*Required work:*
Reproduce the rows starting with the line that contains "blue water in the provided photograph." and going on through the line that contains "649,371,789,431", both included, with every bounding-box coordinate in the answers shifted by -150. Leave the requests and their sample coordinates unchanged.

*Supplied material:*
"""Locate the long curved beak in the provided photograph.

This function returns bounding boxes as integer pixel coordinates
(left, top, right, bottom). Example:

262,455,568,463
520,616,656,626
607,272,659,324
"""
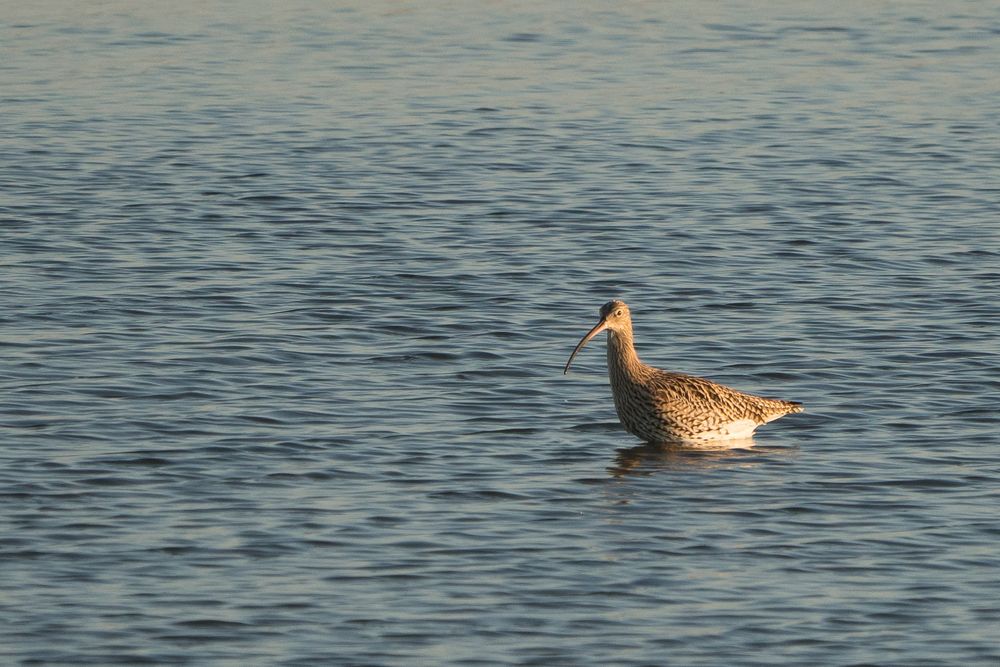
563,319,608,375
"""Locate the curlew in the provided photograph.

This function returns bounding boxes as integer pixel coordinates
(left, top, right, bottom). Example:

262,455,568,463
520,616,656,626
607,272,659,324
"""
563,301,802,445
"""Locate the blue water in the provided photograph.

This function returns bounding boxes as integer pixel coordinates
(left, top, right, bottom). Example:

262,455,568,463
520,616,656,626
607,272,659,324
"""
0,0,1000,666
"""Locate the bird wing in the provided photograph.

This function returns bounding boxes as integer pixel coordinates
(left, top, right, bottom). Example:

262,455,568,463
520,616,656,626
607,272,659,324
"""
649,371,789,431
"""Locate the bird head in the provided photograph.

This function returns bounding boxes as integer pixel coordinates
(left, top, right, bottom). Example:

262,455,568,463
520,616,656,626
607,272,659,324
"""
563,299,632,375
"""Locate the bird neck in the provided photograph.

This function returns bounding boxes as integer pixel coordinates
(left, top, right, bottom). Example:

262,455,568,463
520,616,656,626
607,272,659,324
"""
608,329,642,378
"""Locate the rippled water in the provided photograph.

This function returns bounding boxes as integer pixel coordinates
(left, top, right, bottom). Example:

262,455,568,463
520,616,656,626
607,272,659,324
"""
0,1,1000,665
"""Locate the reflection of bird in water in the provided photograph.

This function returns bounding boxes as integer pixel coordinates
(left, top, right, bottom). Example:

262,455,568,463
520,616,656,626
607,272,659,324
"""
563,301,802,445
608,441,768,477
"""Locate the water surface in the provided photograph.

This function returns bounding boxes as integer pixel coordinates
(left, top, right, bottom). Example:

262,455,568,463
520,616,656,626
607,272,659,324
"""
0,2,1000,665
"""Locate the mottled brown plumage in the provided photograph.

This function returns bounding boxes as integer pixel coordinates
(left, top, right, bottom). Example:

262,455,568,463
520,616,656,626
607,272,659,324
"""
563,301,802,444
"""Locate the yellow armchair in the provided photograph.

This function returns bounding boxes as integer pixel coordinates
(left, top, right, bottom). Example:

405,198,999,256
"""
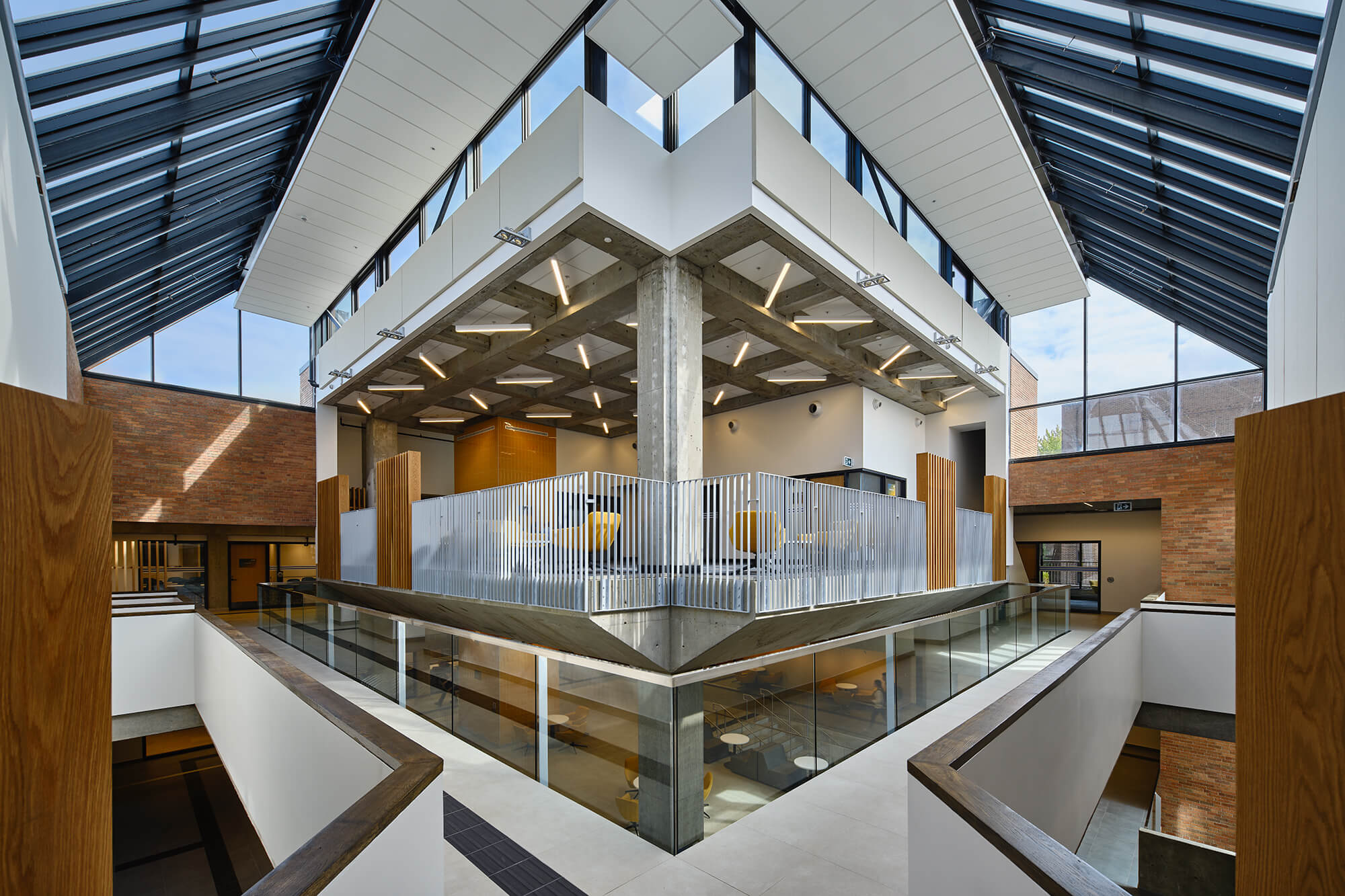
551,510,621,552
729,510,784,555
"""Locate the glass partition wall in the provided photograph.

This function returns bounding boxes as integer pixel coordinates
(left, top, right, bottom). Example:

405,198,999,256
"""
258,585,1069,852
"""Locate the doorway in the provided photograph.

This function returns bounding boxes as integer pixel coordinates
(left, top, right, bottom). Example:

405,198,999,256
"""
229,542,270,610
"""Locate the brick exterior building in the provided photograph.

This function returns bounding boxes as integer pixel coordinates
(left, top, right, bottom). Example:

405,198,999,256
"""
1157,731,1237,852
1009,441,1233,603
85,376,316,528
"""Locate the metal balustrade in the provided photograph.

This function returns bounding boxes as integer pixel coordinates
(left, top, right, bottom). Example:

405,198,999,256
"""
340,507,378,585
958,507,994,585
352,473,947,612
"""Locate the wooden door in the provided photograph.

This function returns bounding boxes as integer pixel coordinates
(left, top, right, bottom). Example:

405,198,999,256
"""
229,544,269,610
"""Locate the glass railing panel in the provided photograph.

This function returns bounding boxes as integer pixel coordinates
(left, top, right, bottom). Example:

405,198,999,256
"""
948,610,987,694
893,619,952,725
355,614,398,700
814,637,894,763
452,638,537,776
406,623,457,731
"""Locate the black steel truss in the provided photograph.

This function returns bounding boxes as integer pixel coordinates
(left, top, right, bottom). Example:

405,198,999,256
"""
971,0,1322,364
15,0,374,367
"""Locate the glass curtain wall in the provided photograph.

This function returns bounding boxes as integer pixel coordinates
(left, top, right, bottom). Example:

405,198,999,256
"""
1009,281,1264,459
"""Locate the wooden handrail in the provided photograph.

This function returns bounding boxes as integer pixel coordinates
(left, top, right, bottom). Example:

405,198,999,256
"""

*Final answer:*
"""Locate the blue water in the provided photograph.

This function returns bounding boxes as integer pixel coordinates
(left, top, right, bottom). Example:

262,455,568,463
520,616,656,626
607,272,659,324
"""
-150,-150,850,516
"""Locate the bird wing in the provided photograph.

This function returns bounding boxes as integer pixel coordinates
(left, top, right, bottom). Example:

262,455,568,463
520,616,656,626
607,272,659,324
"""
499,221,639,281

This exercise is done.